■ **WRITTEN INSTRUCTION**
In the lines below, change every "innermost point" to "central point" and leave everything else as it is.

■ **MATERIAL FOR THE TASK**
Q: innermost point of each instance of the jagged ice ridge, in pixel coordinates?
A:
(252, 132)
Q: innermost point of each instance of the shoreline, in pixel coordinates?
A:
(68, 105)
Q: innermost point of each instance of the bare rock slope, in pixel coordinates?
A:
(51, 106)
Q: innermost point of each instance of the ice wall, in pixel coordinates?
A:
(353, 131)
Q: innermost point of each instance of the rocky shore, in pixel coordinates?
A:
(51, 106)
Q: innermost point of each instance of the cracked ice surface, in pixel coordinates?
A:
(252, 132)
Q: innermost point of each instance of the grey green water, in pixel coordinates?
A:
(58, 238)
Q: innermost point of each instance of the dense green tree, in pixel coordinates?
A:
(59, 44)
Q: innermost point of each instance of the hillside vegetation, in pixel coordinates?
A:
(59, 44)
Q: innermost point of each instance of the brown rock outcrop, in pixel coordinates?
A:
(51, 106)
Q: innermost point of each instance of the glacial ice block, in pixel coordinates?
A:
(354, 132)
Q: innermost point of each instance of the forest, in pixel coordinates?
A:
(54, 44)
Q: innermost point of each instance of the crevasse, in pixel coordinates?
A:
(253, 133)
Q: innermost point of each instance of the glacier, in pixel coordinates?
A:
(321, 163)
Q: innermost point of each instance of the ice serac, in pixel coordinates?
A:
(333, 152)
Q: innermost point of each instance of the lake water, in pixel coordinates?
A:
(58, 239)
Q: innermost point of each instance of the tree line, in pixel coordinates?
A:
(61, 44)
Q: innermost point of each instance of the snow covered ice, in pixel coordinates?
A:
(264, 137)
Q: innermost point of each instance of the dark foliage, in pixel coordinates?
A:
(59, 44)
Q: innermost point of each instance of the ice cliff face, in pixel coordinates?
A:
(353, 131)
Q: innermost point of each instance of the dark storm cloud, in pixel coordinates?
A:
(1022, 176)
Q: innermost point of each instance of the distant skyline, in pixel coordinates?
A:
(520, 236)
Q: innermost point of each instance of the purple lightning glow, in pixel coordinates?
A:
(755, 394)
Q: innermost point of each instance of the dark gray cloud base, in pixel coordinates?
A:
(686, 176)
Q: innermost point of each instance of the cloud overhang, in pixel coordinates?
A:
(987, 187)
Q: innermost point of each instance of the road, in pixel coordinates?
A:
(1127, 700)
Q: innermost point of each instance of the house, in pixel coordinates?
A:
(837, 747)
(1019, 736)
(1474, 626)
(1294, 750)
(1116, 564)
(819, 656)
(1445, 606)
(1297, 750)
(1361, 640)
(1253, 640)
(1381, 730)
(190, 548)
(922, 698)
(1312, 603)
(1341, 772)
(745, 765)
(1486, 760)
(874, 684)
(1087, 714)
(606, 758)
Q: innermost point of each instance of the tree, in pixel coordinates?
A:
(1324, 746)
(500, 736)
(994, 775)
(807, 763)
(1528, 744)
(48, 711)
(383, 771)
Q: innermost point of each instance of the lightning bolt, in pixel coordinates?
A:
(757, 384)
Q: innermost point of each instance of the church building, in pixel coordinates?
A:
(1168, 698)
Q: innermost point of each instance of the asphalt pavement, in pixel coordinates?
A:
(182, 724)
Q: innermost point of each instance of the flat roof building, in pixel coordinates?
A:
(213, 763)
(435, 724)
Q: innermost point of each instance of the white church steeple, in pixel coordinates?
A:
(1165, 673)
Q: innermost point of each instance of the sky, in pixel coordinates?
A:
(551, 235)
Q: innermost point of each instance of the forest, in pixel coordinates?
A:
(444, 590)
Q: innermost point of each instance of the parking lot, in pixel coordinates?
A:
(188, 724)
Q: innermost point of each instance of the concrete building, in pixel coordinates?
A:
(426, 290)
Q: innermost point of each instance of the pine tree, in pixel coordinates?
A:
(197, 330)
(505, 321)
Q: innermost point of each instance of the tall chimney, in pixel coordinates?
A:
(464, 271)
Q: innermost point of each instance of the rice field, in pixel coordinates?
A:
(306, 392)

■ **WRITTEN REPLY**
Q: central point of each instance of the jagged ice ridge, in pixel coordinates?
A:
(252, 132)
Q: central point of each instance of the shoreline, in pixel coordinates?
A:
(68, 105)
Q: central point of each instance of the bare rock slope, in pixel coordinates?
A:
(51, 106)
Q: central point of each instance of the ice wall, in pixel coordinates?
A:
(353, 131)
Q: central point of each instance of the rocky shore, in pixel coordinates?
A:
(51, 106)
Q: central point of each instance of the cracked ice surface, in pixel coordinates?
A:
(252, 132)
Q: central point of each instance of the grey green water, in pixel coordinates?
A:
(58, 238)
Q: central point of each instance of the dense green tree, in pixel coordinates?
A:
(59, 44)
Q: central point of each instance of the hillside vegetation, in pixel coordinates?
A:
(59, 44)
Q: central point of each instance of the brown rock outcrop, in pixel coordinates?
A:
(51, 106)
Q: central point of each instance of the glacial ice block, in pixel coordinates?
A:
(354, 132)
Q: central point of each instance of the forest, in pixel coordinates?
A:
(54, 44)
Q: central point of each instance of the crevasse, in pixel coordinates?
A:
(253, 133)
Q: central point of each instance of the glacier, in pixel coordinates?
A:
(321, 163)
Q: central point of each instance of the ice serac, in pixel coordinates?
A:
(333, 152)
Q: central point of each instance of the lake water, in pixel coordinates?
A:
(58, 239)
Q: central point of each instance of the tree line, in pixel coordinates?
A:
(61, 44)
Q: central point of each instance of the snow covered ice, in pixel coordinates?
A:
(264, 137)
Q: central point of each instance of the dark foliage, in pixel coordinates?
A:
(59, 44)
Q: central point of each instance of the ice cliff face, in pixel coordinates?
A:
(353, 131)
Q: central point of each instance of the dark storm cloud, in pixel coordinates?
A:
(1022, 176)
Q: central point of each instance of the distant skyline, in pixel coordinates?
A:
(520, 236)
Q: central point of each instance of the purple lightning glow, in pixel coordinates?
A:
(755, 394)
Q: central point of each instance of the dark gray cloud base, in pixel coordinates?
A:
(686, 176)
Q: central point of each instance of the cloud overhang, in pixel coordinates?
A:
(987, 187)
Q: central point of each instance of the road, in pixel coordinates?
A:
(1127, 700)
Q: central point of each instance of the house, in pixel coordinates?
A:
(837, 747)
(1019, 736)
(1474, 626)
(1294, 750)
(1116, 564)
(819, 656)
(1445, 606)
(1297, 750)
(1361, 640)
(1253, 640)
(1381, 730)
(190, 548)
(922, 698)
(1312, 603)
(1341, 772)
(745, 765)
(1486, 760)
(874, 684)
(1087, 714)
(606, 758)
Q: central point of each instance of the tree, in pixel coordinates?
A:
(1324, 746)
(500, 736)
(994, 775)
(807, 763)
(1528, 744)
(48, 711)
(383, 771)
Q: central point of each instance of the lightning bolt, in pixel coordinates?
A:
(757, 384)
Q: central point of each instance of the church building, in pixel coordinates?
A:
(1168, 698)
Q: central point of each instance of the asphalt pavement, in pixel coordinates?
A:
(182, 724)
Q: central point of each instance of the flat roof building, in pixel coordinates?
A:
(213, 763)
(435, 724)
Q: central point of each instance of the white church steeple, in pixel coordinates?
A:
(1165, 673)
Q: central point of each instance of the sky, in pixel coordinates?
A:
(551, 235)
Q: central point of each instance of the forest, in pixel coordinates?
A:
(444, 590)
Q: central point of each instance of the parking lot, in pixel coordinates?
A:
(188, 724)
Q: central point of each instance of the concrete building, in pixel coordinates?
A:
(426, 290)
Q: central point of each instance of the pine tree, in pixel coordinates?
A:
(197, 330)
(505, 321)
Q: central point of each instance of the tall chimney, in pixel coordinates?
A:
(464, 271)
Q: central point of each instance of the rice field, in pixel coordinates?
A:
(306, 392)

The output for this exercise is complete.